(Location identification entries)
● ● ● ●

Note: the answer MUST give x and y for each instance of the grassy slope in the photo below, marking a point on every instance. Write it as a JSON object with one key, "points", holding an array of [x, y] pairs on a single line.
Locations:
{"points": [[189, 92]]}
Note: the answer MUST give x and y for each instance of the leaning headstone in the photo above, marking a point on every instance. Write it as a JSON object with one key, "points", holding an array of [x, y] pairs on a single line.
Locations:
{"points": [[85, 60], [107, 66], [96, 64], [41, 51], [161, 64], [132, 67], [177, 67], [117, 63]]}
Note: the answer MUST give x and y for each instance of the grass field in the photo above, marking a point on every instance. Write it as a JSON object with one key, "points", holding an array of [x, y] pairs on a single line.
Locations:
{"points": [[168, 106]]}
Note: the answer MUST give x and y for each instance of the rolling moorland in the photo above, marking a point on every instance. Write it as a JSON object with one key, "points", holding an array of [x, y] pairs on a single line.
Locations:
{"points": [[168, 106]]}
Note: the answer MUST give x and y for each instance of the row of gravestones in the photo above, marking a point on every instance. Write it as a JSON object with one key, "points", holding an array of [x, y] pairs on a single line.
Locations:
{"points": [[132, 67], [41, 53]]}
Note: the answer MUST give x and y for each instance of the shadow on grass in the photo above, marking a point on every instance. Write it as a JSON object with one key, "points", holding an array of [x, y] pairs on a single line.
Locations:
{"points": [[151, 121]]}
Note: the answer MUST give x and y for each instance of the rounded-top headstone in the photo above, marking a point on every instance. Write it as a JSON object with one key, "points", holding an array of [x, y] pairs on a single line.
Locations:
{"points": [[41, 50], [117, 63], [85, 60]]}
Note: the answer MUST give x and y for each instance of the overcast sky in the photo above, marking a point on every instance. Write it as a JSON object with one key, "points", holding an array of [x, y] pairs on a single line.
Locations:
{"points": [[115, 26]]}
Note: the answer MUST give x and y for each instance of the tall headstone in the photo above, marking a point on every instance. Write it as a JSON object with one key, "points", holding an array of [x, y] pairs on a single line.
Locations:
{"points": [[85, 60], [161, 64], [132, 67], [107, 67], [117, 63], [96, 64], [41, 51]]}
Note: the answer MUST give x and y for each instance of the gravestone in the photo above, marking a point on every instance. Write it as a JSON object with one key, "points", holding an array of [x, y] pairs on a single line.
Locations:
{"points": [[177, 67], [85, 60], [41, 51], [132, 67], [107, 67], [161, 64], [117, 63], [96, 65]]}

● ● ● ●

**Aim**
From the records above, extract every entry exactly as given.

**Response to the exercise**
Note: the answer MUST give x and y for each instance of the grassy slope in the photo below, marking a point on every instance. Write it as a JSON object with one key, "points", holding an array of [x, y] pairs on a single line.
Locations:
{"points": [[189, 92]]}
Note: the answer MUST give x and y for each instance of the leaning headstone in the photo above, marking a point on every instance. Write it as a JSON object with one key, "points", holding an array of [x, y] pairs on a single line.
Locations:
{"points": [[85, 60], [107, 66], [96, 64], [41, 51], [161, 64], [132, 67], [177, 67], [117, 63]]}
Note: the answer MUST give x and y for each instance of the grass field in the photo above, marking a point on every instance. Write it as a JSON object with one key, "points", holding an array of [x, y] pairs on a single line.
Locations:
{"points": [[168, 106]]}
Note: the answer MUST give x and y for each instance of the rolling moorland in the photo above, marking a point on every instance. Write it as a JSON object with one key, "points", holding an array of [x, y] pairs on a single line.
Locations:
{"points": [[168, 106]]}
Note: the answer MUST give x and y for each instance of the row of gravestones in the photo above, marking a point on every instance. Write it as a JSON object with one key, "points", holding an array of [x, y] pairs on a single line.
Locations:
{"points": [[132, 67], [41, 53]]}
Note: the answer MUST give x and y for each instance of the shadow on grass in the photo above, marking a point on every instance. Write it as a JSON object with one key, "points", holding an array of [x, y] pairs on a single line.
Locations:
{"points": [[151, 121]]}
Note: the answer MUST give x and y for each instance of the rounded-top headstone in the photo above, marking a point on every instance. Write it as a JSON object with one key, "points", holding an array of [x, y] pairs on a single line.
Locations:
{"points": [[41, 50], [117, 63], [85, 60]]}
Note: the answer MUST give x and y for each instance of the overcast sky in the photo above, marking a point on every instance. Write it as a JSON object with one key, "points", holding an array of [x, y] pairs on a single line.
Locations:
{"points": [[115, 26]]}
Note: the answer MUST give x and y for each instance of the tall headstone in the photo above, marking a point on every instance. Write it as a JSON object with one key, "points", holding an array of [x, y] pairs on a single line.
Locations:
{"points": [[85, 60], [161, 64], [132, 67], [107, 67], [117, 63], [96, 64], [41, 51]]}
Note: the answer MUST give x and y for each instance of the gravestone in the photo above, marking a point on every instance. Write it as a JSON object with one key, "points", holding an array of [x, y] pairs on a single line.
Locations:
{"points": [[177, 67], [85, 60], [41, 51], [132, 67], [107, 67], [161, 64], [117, 63], [96, 65]]}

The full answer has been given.